▶ PROBLEM:
Count the lines in the rows below that contain the string "positive". Reply with the number only.

▶ DATASET ENTRIES:

——

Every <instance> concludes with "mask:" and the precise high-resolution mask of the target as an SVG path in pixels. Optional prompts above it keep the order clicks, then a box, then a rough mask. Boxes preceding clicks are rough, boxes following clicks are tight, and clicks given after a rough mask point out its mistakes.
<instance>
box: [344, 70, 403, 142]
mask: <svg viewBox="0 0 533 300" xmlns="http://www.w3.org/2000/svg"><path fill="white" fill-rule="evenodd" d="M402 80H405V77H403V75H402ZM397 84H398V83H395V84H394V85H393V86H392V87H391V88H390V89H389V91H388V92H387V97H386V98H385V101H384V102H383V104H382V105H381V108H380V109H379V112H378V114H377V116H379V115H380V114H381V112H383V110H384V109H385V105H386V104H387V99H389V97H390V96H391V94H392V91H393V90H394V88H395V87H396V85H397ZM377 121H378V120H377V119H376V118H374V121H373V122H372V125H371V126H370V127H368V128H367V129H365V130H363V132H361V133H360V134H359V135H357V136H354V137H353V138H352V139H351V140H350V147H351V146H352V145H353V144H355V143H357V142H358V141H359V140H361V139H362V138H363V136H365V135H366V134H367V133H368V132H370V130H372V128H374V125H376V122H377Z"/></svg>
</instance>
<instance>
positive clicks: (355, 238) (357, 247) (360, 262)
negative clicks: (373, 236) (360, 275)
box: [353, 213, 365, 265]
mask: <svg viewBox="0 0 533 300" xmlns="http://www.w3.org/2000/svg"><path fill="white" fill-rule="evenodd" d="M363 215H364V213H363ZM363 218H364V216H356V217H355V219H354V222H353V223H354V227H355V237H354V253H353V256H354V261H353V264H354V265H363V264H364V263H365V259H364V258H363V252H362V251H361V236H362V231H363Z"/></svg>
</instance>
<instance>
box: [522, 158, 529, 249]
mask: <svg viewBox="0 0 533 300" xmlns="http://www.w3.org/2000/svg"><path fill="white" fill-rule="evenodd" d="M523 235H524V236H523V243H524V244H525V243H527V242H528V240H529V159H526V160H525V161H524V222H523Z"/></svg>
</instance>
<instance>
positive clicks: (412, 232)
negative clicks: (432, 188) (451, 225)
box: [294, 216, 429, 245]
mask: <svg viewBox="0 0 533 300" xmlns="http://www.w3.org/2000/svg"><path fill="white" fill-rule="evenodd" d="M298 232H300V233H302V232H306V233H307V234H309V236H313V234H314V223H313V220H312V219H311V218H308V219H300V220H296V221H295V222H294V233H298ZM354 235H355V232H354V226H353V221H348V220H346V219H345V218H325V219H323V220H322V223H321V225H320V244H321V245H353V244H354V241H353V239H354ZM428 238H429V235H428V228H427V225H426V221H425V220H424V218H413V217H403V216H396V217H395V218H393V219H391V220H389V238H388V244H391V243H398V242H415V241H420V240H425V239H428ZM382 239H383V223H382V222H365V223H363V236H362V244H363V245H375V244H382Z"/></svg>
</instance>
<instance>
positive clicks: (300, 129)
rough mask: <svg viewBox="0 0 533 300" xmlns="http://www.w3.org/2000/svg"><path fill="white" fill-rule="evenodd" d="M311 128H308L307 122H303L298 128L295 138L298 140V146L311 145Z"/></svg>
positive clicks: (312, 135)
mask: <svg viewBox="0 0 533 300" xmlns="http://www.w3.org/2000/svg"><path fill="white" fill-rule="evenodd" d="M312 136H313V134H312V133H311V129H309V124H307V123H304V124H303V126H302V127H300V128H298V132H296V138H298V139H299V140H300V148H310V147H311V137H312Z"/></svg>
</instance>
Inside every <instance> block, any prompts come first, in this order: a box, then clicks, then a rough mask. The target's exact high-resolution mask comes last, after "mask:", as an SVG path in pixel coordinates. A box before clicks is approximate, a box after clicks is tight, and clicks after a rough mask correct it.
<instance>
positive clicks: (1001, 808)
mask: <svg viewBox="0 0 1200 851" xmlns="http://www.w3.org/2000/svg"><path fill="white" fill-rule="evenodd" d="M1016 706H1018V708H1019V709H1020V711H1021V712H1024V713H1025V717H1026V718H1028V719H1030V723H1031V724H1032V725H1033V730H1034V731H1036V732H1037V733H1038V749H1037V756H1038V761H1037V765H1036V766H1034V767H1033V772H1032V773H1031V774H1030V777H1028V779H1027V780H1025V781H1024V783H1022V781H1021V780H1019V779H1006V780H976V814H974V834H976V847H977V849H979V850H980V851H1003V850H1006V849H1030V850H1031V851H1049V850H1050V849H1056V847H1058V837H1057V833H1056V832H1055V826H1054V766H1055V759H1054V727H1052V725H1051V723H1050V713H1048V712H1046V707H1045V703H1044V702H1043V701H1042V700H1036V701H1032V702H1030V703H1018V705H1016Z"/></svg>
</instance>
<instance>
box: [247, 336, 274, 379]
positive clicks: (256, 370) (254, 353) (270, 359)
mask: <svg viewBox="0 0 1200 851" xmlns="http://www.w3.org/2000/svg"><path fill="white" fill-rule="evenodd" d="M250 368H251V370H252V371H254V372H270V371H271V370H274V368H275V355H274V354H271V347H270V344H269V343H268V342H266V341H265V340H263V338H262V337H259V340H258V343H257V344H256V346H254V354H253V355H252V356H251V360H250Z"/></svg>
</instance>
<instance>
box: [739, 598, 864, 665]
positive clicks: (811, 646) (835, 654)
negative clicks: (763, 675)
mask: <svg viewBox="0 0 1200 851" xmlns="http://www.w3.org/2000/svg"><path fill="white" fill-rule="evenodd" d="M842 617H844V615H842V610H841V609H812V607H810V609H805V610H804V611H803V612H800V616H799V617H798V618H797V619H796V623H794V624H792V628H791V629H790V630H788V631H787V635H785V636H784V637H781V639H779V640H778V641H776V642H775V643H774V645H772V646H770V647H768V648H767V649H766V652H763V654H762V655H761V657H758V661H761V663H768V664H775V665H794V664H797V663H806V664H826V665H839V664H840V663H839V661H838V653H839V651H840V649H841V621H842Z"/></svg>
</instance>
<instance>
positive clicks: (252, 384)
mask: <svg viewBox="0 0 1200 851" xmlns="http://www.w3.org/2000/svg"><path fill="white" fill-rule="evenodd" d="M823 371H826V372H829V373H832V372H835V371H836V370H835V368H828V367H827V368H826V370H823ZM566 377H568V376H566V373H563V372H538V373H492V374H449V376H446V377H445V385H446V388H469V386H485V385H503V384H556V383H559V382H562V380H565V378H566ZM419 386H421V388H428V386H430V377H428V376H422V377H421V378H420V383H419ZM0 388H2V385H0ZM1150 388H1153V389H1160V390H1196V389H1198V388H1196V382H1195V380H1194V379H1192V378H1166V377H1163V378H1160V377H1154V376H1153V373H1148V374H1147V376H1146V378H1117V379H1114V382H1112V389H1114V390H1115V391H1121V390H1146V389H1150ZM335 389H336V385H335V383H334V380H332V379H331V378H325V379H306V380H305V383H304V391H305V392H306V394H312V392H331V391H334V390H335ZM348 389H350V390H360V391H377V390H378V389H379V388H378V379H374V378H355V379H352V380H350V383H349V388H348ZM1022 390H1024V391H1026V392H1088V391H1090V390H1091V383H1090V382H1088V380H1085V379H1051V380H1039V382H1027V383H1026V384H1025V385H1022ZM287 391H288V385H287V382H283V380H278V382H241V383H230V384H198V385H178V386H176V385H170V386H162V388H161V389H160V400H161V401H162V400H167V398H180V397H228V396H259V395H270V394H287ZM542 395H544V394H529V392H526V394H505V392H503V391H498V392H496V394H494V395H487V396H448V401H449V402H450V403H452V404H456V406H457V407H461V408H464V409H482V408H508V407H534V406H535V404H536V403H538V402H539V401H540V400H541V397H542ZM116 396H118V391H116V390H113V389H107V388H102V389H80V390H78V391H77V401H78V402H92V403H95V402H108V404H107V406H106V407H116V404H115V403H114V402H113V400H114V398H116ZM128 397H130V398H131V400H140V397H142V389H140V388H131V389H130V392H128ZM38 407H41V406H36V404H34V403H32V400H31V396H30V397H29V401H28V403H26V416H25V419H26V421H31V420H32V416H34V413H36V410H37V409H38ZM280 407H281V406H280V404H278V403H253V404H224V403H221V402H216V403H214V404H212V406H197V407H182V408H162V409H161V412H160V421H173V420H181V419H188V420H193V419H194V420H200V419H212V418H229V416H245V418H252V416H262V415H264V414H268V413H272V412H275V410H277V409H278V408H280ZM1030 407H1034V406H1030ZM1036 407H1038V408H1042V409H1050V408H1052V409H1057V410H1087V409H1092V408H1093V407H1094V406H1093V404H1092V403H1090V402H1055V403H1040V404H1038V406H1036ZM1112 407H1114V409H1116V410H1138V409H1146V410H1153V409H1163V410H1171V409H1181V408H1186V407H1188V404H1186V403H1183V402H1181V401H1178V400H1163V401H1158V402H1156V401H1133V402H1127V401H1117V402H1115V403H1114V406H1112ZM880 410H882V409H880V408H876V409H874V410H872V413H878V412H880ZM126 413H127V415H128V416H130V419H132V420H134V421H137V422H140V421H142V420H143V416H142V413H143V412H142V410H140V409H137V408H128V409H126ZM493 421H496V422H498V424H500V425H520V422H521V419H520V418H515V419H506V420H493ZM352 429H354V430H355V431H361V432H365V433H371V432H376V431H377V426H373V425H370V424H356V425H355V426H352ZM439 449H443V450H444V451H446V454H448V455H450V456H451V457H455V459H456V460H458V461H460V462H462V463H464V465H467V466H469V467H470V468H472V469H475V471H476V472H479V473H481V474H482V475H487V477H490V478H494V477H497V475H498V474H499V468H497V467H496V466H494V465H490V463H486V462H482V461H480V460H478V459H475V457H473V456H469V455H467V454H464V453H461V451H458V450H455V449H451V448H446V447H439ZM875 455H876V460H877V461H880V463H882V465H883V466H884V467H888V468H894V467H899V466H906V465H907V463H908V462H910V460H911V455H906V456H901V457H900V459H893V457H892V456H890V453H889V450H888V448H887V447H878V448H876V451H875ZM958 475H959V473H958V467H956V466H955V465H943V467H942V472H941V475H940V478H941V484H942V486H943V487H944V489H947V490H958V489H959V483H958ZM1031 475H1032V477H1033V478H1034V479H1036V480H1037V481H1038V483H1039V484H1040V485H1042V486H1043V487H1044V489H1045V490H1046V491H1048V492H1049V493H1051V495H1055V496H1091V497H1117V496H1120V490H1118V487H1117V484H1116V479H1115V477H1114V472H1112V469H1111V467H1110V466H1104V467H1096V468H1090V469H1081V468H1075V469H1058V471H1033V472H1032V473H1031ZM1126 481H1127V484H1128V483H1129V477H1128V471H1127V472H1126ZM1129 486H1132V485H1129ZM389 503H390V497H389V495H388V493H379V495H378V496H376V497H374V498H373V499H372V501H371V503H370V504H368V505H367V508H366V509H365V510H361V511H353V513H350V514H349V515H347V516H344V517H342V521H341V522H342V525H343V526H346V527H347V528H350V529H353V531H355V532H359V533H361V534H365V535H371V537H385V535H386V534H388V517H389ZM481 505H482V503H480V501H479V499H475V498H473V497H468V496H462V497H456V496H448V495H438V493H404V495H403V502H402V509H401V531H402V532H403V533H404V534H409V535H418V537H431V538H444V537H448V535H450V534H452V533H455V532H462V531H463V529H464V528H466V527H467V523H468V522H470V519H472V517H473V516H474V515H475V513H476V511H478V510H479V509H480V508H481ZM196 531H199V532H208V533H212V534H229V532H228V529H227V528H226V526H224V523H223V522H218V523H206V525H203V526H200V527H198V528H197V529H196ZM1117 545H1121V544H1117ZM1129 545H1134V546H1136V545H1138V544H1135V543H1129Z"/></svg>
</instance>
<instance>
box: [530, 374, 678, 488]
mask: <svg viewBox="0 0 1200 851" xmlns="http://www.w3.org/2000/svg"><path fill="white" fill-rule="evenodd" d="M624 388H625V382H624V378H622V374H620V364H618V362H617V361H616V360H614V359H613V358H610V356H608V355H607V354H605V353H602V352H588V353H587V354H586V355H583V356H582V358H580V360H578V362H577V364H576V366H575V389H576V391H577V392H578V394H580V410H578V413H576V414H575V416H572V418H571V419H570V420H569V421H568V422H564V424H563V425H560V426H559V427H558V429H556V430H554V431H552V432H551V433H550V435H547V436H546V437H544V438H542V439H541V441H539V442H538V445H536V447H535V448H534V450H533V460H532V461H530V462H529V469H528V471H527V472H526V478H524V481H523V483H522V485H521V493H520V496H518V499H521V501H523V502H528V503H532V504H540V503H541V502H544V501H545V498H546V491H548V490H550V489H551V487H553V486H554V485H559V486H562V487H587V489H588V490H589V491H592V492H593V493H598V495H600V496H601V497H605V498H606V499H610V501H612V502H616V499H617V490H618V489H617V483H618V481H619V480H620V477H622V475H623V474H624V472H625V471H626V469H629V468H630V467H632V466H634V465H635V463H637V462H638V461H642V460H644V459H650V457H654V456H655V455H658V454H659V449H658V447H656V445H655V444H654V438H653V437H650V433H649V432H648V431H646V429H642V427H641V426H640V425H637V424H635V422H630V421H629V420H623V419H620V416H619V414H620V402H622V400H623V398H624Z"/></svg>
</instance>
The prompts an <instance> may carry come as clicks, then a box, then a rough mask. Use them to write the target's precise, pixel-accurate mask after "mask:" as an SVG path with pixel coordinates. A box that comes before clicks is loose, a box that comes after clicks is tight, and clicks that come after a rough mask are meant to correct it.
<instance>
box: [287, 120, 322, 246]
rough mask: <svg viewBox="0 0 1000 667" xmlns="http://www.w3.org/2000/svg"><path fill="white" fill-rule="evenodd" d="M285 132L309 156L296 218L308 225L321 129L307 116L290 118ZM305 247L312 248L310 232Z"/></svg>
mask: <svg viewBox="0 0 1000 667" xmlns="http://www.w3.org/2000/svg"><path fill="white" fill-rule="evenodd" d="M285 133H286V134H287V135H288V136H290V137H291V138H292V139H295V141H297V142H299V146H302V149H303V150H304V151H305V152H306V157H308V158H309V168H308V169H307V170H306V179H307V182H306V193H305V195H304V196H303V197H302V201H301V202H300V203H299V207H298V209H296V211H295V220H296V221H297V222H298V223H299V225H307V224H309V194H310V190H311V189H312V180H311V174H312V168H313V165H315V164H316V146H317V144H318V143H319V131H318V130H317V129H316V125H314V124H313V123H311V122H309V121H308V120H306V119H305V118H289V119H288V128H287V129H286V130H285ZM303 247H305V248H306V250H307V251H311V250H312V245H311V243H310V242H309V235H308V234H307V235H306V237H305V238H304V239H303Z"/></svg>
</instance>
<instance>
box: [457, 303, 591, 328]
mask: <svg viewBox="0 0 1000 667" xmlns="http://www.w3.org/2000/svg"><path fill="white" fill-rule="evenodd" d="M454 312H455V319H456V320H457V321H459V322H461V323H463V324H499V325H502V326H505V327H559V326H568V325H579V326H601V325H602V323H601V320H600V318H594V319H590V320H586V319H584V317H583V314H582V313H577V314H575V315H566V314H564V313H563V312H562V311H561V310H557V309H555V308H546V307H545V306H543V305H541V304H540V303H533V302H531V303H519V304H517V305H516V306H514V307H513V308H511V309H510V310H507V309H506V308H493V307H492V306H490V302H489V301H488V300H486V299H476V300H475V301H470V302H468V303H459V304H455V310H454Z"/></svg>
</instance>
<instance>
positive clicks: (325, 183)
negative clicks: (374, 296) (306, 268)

——

▶ RESULT:
9